__Problem details__.
The exact lines from the start of the material below through the line holding "spot the woman in wide-brim hat" are the answer; return those, pictures excluded.

*** Records for the exercise ***

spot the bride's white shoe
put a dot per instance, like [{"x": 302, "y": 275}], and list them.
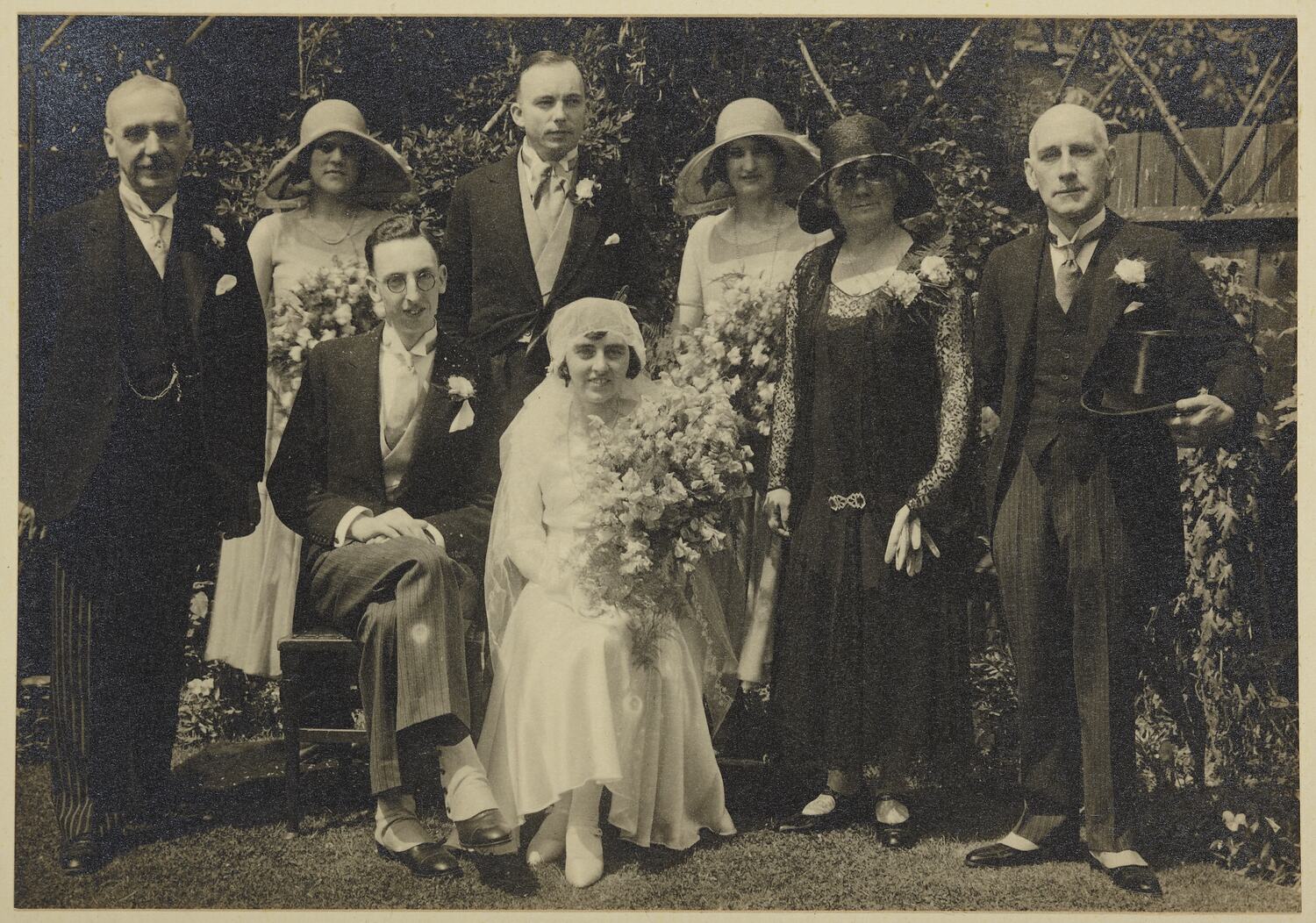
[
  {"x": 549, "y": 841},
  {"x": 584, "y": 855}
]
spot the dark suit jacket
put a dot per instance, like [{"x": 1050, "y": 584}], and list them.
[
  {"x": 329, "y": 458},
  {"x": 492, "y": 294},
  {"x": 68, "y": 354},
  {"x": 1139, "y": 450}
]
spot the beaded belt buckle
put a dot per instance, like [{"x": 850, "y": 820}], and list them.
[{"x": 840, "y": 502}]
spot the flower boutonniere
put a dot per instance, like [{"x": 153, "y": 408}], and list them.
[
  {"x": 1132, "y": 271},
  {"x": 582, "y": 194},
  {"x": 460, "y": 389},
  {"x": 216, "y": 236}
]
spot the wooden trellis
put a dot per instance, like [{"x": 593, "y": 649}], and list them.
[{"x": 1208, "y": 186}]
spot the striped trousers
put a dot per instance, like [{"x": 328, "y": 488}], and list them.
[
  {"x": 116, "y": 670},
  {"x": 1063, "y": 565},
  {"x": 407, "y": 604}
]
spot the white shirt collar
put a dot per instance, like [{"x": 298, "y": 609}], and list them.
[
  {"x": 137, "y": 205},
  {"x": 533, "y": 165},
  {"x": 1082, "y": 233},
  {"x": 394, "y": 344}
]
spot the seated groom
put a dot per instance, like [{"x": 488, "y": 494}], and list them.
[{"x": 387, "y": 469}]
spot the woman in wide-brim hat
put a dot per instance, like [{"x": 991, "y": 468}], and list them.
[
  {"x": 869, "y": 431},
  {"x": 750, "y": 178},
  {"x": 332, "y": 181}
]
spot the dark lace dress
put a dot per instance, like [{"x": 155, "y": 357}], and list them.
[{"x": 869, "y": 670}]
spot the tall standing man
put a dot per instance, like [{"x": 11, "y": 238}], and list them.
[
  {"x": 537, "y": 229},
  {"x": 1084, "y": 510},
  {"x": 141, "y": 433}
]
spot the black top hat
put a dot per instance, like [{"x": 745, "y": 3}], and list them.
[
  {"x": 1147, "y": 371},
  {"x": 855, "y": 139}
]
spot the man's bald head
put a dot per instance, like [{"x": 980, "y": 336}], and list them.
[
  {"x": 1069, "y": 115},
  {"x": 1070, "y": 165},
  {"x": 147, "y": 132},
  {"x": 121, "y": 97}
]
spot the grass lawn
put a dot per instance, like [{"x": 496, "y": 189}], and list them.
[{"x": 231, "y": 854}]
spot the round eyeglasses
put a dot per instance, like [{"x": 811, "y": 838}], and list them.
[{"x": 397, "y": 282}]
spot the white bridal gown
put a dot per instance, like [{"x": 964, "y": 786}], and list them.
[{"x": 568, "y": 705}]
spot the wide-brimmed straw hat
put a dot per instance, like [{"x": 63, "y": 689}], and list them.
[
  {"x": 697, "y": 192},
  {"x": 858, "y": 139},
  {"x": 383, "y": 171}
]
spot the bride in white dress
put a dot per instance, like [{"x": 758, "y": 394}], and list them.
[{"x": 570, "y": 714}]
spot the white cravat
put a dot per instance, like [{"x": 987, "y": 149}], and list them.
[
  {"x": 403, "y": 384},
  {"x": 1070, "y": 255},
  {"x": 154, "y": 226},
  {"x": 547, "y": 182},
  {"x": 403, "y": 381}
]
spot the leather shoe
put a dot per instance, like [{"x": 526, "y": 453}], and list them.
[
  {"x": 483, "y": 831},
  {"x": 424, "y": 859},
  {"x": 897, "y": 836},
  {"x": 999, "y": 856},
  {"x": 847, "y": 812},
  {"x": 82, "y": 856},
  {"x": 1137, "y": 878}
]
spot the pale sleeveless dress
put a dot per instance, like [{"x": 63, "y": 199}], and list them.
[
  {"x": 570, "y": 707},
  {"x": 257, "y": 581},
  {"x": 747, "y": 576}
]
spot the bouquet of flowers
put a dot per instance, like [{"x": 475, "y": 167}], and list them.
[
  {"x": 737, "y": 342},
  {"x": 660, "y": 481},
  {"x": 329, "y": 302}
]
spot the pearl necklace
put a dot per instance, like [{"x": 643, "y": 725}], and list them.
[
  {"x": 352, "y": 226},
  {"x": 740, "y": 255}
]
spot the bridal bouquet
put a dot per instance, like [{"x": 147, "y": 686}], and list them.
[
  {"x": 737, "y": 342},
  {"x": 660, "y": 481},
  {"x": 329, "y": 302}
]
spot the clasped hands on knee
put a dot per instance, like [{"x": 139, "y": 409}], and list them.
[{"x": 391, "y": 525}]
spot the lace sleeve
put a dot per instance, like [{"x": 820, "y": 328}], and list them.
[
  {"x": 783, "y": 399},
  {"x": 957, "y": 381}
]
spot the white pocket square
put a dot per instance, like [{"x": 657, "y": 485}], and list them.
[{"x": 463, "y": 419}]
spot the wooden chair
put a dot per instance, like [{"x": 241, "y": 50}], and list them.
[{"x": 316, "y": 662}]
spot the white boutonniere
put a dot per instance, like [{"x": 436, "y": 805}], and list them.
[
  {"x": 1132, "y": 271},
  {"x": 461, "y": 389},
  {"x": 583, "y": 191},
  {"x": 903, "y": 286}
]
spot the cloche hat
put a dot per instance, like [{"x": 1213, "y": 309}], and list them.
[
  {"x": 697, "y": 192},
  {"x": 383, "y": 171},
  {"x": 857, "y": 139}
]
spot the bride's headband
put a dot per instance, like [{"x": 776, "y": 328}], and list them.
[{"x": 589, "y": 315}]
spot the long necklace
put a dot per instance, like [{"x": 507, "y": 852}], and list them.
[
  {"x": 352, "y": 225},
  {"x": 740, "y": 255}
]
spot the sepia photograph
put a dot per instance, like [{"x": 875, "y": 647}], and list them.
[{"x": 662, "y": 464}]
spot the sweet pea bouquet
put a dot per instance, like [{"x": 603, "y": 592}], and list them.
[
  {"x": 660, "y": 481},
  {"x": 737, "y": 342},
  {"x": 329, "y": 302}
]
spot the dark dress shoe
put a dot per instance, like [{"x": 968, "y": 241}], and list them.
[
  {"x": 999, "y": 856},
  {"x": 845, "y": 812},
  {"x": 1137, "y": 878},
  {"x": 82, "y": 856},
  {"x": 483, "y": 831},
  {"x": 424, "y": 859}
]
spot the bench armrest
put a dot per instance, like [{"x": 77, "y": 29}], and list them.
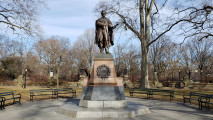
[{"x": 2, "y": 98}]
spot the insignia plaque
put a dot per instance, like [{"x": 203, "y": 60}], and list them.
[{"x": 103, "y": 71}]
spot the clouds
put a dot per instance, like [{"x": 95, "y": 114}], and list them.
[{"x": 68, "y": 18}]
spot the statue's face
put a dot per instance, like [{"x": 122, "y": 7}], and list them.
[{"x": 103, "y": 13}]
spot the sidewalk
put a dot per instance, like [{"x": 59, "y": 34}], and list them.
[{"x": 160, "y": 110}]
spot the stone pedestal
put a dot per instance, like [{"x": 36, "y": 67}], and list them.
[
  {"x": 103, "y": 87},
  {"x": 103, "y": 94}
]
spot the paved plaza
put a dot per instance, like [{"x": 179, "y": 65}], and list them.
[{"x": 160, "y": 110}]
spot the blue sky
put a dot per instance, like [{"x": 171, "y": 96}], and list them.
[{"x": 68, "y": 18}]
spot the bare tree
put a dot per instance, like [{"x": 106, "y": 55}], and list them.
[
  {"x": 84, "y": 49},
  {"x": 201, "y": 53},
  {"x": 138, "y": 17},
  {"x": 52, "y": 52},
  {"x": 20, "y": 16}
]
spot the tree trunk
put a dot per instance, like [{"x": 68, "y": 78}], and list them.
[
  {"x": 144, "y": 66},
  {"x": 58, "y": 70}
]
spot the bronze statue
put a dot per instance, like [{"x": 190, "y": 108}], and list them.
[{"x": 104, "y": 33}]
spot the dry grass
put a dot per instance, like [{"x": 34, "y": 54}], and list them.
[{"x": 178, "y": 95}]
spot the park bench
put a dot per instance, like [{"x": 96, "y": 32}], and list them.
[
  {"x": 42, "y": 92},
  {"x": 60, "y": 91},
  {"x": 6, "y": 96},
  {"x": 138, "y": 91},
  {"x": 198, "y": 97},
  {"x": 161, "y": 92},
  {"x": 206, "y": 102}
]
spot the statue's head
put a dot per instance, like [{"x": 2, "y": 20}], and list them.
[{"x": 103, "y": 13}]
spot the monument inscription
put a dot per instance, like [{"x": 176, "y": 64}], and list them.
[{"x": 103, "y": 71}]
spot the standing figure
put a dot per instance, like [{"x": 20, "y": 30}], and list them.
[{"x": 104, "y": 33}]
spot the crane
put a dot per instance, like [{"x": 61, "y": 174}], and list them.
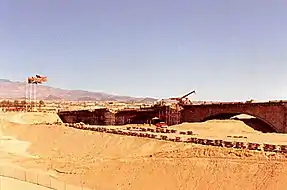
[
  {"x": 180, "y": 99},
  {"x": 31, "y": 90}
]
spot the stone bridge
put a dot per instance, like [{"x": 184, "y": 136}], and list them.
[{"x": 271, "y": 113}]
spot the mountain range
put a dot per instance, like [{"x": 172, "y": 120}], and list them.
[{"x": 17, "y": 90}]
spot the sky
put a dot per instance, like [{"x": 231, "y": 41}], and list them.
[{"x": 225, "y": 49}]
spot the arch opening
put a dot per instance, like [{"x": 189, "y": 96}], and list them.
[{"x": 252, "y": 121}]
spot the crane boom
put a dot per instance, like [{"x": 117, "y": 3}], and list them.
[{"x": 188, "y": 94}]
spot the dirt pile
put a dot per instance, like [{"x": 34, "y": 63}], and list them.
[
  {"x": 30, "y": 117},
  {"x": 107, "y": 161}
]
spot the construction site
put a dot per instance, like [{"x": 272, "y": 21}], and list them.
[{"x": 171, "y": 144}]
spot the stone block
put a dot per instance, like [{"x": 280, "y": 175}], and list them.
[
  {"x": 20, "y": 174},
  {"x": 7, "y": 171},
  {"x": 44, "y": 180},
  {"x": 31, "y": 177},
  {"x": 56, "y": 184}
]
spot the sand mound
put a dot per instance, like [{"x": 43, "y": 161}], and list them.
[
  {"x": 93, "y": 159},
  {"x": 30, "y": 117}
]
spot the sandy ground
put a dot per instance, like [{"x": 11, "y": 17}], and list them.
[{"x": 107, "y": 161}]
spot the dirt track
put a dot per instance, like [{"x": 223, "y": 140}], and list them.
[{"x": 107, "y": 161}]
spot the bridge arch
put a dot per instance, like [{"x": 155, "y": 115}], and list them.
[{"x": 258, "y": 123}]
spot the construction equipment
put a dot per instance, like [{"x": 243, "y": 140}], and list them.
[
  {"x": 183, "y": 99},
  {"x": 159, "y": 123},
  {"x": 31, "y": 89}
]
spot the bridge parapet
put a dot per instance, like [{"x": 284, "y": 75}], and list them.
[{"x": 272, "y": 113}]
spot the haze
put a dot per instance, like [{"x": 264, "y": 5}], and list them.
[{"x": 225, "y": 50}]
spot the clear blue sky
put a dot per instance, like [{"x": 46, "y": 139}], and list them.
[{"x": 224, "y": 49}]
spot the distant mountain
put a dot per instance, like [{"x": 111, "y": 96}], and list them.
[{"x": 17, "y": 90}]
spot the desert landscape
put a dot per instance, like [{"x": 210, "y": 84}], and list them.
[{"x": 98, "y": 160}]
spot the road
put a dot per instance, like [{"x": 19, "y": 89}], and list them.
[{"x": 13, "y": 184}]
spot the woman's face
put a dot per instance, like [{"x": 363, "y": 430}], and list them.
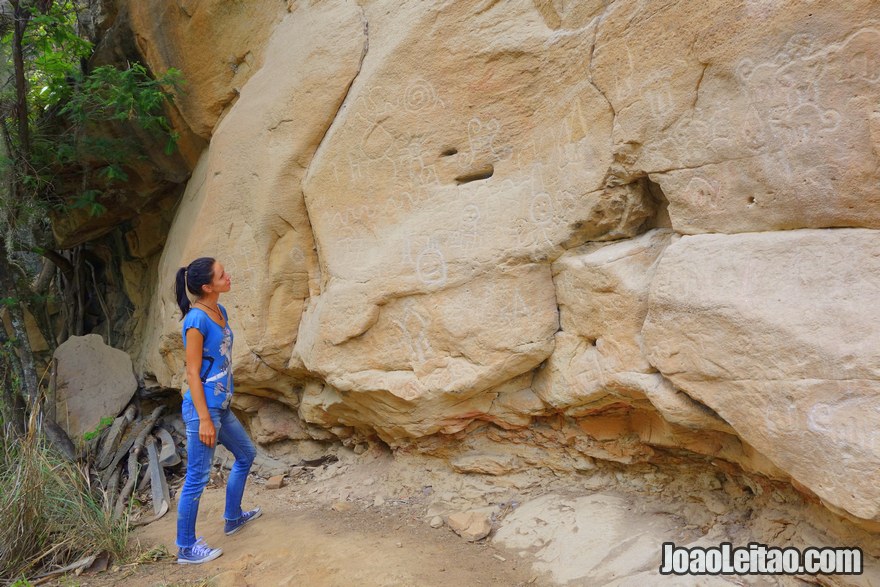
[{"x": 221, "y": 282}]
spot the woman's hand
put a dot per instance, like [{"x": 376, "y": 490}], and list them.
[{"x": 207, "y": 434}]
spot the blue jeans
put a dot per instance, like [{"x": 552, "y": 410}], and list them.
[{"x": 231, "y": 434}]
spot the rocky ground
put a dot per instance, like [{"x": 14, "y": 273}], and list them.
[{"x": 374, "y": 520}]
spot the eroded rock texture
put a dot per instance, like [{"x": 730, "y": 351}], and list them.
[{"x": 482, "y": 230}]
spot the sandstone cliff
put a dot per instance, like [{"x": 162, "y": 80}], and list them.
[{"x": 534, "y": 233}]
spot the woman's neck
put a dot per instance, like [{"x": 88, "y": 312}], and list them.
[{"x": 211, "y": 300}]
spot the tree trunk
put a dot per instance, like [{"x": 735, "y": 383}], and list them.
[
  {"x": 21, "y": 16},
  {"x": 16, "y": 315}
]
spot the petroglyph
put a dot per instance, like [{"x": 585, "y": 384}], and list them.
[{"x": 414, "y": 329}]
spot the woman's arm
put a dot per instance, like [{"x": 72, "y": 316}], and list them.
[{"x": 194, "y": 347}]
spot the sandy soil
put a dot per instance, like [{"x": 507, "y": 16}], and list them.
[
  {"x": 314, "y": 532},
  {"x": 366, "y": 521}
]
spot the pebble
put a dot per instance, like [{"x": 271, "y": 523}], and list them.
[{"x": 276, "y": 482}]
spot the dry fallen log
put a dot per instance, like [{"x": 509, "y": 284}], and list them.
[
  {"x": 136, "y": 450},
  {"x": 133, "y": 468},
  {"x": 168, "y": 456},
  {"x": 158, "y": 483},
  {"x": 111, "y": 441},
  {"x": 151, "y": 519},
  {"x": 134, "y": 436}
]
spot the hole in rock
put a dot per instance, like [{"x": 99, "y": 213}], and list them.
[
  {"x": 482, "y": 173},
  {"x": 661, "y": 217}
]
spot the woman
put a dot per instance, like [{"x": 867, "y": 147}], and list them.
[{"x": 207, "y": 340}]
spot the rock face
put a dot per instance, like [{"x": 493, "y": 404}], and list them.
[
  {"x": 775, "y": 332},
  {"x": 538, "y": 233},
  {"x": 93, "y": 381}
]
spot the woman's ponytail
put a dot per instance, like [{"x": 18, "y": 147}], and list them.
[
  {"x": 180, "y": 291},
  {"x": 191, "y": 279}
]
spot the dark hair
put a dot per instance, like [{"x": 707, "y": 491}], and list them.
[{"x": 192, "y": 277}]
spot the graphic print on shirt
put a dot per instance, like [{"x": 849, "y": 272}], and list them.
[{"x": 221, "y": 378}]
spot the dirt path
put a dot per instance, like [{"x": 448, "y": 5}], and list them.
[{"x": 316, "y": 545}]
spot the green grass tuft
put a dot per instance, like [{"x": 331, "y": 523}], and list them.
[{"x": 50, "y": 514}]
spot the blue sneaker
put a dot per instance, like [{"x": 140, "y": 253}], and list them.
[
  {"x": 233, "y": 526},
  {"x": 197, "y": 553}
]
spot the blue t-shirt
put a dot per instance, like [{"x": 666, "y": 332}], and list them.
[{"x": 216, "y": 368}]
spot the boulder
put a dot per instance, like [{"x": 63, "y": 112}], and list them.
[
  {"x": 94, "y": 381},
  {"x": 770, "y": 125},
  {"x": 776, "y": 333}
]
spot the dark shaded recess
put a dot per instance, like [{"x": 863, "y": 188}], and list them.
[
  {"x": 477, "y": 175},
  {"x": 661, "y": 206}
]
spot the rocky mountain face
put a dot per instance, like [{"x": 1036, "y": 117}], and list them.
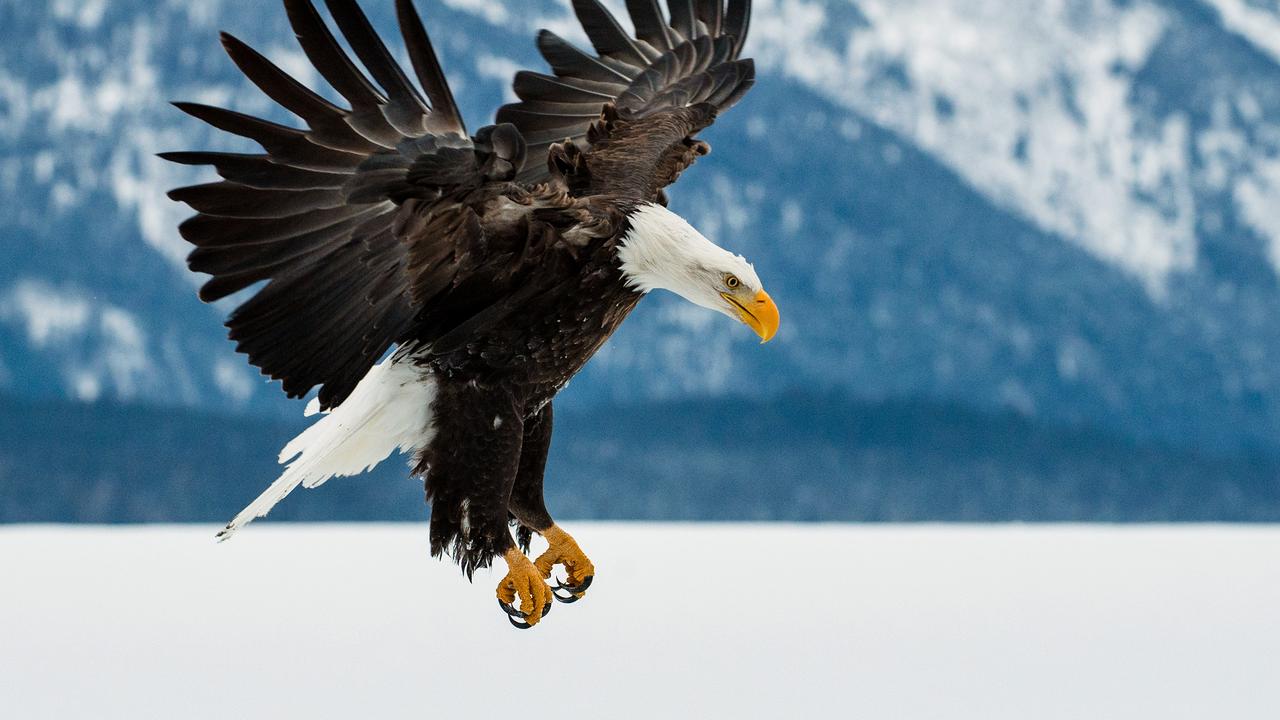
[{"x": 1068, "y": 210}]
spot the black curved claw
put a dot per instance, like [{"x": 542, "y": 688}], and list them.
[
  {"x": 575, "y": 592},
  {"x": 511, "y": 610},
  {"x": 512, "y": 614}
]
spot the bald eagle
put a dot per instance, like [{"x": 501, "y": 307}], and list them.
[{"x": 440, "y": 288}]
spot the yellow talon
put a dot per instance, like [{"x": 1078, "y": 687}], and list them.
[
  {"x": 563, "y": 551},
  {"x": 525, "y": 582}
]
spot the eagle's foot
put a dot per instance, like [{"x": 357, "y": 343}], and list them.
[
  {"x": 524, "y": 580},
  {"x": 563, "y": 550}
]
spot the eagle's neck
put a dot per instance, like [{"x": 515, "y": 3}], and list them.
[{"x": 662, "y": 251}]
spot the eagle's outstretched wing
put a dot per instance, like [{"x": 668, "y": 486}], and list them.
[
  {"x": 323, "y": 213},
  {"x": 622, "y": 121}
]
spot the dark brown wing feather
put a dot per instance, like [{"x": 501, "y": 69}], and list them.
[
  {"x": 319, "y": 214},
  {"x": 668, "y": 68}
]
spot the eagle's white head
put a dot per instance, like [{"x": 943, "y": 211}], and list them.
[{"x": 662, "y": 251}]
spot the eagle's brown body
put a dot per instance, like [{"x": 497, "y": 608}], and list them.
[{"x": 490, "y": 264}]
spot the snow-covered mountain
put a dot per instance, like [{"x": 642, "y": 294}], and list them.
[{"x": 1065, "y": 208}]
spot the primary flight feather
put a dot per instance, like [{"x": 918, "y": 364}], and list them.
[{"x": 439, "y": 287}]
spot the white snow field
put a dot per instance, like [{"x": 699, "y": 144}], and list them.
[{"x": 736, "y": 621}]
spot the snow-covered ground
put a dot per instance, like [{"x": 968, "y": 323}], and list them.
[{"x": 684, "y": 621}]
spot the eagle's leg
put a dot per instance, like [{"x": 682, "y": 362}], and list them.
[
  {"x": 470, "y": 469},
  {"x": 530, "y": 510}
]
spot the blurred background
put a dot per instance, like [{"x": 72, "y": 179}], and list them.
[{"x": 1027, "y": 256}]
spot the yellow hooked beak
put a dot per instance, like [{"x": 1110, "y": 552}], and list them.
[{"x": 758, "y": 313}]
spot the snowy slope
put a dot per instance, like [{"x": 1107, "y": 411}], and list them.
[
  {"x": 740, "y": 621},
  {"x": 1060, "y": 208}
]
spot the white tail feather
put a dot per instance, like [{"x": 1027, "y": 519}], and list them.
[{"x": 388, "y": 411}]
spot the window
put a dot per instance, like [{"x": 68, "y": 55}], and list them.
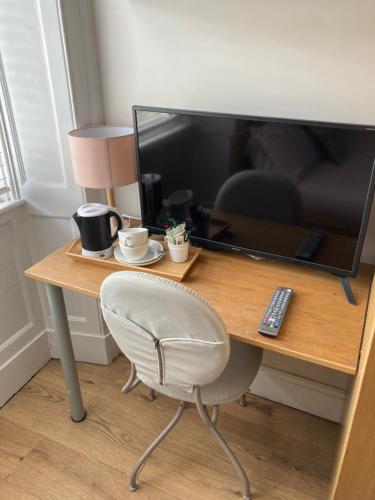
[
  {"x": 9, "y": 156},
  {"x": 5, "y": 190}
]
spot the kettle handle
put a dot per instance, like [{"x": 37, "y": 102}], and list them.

***

__Result below__.
spot the bride's white shoe
put a dot per instance, like [{"x": 302, "y": 275}], and list them.
[
  {"x": 549, "y": 841},
  {"x": 584, "y": 855}
]
spot the dark suit jacket
put a dot per instance, like [{"x": 1050, "y": 584}], and list them.
[
  {"x": 329, "y": 458},
  {"x": 492, "y": 294},
  {"x": 68, "y": 354},
  {"x": 1139, "y": 450}
]
spot the beaded belt buckle
put a dot per instance, like [{"x": 850, "y": 820}], and list them.
[{"x": 840, "y": 502}]
spot the flower boutonniere
put a dot per instance, like [{"x": 153, "y": 408}], and list them.
[
  {"x": 1132, "y": 271},
  {"x": 582, "y": 194},
  {"x": 460, "y": 389},
  {"x": 216, "y": 236}
]
spot the wooden trellis
put a dot per instance, like [{"x": 593, "y": 649}], and list them.
[{"x": 1208, "y": 186}]
spot the striped trousers
put a dot per instance, like [{"x": 328, "y": 488}], and list them.
[
  {"x": 116, "y": 670},
  {"x": 1063, "y": 565},
  {"x": 407, "y": 604}
]
spot the white shirt collar
put a dot per instance, like [{"x": 298, "y": 609}], and list them.
[
  {"x": 137, "y": 205},
  {"x": 533, "y": 165},
  {"x": 1082, "y": 233},
  {"x": 394, "y": 344}
]
spot the seated groom
put a dot per instance, like [{"x": 488, "y": 494}], and list them.
[{"x": 387, "y": 469}]
spot the woman in wide-brim hat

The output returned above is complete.